→ Exercise aim:
Once you find the line with "example | (877,413)" in the entries below, return exactly every line from it through the line with "request | locate each instance of the satellite".

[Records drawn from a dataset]
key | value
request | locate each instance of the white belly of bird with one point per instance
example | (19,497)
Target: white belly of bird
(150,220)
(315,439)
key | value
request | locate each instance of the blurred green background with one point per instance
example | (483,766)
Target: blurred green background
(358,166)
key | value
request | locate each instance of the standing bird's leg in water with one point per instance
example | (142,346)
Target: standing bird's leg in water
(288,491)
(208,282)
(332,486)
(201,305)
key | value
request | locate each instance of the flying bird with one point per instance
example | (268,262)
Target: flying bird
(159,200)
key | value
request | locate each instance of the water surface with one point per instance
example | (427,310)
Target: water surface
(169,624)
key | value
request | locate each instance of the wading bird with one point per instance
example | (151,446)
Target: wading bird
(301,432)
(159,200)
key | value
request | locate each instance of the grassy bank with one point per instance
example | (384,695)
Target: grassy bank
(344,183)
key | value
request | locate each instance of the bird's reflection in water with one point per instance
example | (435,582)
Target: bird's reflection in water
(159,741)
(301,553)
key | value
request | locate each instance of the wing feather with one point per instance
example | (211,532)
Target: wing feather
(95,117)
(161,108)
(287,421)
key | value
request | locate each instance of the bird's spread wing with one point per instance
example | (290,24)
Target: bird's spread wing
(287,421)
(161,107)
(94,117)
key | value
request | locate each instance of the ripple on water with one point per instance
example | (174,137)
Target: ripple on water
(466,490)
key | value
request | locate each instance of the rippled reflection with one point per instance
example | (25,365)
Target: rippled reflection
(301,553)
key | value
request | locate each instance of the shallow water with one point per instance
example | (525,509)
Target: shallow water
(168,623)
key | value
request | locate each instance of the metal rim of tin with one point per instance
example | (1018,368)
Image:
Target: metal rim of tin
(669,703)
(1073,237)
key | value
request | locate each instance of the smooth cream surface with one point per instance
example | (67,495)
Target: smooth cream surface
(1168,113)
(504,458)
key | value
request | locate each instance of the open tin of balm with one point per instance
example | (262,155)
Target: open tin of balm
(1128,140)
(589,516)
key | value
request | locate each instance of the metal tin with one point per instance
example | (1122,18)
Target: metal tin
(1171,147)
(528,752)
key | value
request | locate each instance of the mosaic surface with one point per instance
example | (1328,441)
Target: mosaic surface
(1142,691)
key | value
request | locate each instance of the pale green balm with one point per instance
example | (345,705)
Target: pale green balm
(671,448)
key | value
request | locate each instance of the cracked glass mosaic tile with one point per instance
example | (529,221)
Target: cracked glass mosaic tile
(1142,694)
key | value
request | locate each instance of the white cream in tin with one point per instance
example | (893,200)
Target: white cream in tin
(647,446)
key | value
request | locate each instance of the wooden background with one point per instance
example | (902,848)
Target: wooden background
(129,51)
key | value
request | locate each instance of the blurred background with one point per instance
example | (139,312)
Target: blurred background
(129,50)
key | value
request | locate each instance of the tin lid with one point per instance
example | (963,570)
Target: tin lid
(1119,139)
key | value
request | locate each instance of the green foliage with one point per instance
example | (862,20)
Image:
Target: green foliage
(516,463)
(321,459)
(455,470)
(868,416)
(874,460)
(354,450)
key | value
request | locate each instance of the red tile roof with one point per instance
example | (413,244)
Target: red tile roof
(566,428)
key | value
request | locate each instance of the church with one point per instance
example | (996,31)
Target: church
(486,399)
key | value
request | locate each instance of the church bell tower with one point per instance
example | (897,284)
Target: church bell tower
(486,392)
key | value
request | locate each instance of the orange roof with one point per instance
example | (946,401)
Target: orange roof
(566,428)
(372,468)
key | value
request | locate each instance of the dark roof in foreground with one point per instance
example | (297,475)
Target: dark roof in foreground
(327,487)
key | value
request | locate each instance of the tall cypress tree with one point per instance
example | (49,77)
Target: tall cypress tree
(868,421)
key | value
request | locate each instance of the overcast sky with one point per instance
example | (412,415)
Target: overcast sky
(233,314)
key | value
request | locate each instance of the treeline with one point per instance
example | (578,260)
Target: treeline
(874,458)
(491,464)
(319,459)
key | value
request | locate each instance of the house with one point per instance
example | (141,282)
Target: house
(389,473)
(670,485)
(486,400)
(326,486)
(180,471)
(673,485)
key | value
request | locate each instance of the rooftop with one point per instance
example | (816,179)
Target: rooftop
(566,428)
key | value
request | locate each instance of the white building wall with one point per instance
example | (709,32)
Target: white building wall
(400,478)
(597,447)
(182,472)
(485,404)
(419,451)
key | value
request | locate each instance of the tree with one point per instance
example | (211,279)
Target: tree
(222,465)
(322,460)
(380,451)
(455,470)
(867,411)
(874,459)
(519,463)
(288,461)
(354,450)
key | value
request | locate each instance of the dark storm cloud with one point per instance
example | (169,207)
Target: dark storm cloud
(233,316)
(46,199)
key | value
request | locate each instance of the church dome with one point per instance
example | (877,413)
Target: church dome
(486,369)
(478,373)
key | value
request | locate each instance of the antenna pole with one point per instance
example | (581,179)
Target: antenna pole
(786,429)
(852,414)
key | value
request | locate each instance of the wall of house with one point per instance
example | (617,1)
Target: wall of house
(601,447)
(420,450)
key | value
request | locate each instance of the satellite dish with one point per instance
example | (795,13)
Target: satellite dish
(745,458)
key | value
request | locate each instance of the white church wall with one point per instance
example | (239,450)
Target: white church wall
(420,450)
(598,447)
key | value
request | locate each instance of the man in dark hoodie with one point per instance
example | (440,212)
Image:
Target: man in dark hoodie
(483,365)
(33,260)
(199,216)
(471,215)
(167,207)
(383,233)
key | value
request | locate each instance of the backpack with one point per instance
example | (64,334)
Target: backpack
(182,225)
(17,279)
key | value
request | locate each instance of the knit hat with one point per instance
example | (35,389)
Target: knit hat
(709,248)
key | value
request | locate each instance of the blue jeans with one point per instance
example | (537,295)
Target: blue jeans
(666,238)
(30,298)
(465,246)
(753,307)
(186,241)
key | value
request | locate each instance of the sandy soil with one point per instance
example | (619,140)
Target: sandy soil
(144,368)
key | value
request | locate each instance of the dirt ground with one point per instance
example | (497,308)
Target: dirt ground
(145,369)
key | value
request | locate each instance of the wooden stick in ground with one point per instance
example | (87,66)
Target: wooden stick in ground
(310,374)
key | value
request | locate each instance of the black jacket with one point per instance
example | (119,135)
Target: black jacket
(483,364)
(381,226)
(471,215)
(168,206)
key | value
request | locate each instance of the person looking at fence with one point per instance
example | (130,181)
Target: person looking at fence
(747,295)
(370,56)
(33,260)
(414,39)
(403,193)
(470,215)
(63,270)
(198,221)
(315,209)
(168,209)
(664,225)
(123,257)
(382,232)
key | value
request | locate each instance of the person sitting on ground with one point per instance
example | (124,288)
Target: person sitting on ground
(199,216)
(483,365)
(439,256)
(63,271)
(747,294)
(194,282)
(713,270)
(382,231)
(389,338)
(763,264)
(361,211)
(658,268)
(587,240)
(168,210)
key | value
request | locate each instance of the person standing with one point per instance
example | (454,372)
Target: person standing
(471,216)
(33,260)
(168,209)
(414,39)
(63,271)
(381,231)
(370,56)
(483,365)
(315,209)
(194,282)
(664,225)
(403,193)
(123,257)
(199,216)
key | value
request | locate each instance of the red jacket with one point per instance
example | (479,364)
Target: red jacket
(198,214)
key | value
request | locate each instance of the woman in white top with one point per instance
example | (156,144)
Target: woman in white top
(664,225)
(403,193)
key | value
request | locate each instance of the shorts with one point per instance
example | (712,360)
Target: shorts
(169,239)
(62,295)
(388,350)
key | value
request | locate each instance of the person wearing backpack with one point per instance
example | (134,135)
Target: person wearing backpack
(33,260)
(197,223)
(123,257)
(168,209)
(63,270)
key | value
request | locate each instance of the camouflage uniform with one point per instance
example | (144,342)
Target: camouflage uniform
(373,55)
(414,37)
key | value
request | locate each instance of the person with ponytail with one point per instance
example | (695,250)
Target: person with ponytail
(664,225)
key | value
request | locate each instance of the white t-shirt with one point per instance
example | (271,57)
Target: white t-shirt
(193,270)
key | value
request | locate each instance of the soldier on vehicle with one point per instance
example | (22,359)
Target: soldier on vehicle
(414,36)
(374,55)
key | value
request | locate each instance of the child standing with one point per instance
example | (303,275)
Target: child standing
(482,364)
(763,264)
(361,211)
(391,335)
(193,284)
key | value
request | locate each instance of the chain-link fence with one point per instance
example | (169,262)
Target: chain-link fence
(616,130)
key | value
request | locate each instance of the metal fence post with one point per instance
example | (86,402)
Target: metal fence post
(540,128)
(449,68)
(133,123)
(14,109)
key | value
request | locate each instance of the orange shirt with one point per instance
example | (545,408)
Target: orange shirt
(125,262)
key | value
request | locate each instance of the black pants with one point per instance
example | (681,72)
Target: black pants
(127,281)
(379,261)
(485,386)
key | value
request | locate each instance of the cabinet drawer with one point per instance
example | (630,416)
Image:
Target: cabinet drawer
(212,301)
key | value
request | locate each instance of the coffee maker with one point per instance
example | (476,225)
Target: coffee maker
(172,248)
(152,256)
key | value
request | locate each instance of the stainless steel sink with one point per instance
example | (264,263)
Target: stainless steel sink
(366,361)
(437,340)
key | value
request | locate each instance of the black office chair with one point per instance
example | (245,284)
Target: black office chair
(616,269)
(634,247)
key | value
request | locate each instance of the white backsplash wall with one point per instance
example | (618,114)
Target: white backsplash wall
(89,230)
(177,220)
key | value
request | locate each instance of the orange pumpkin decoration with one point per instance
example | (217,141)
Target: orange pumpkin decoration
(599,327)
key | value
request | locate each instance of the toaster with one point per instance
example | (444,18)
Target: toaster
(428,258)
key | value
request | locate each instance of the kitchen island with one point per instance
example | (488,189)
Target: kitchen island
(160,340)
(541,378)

→ Answer section:
example | (877,413)
Target: church dome
(486,369)
(478,373)
key | value
request | locate each instance of the antenna pole with one point per instance
example | (581,179)
Target: antenna pole
(786,429)
(852,414)
key | value
request | locate each instance of the wall of house with one point per instance
example | (617,1)
Target: wall of house
(601,447)
(420,450)
key | value
request | locate each instance of the satellite dish with one point per instance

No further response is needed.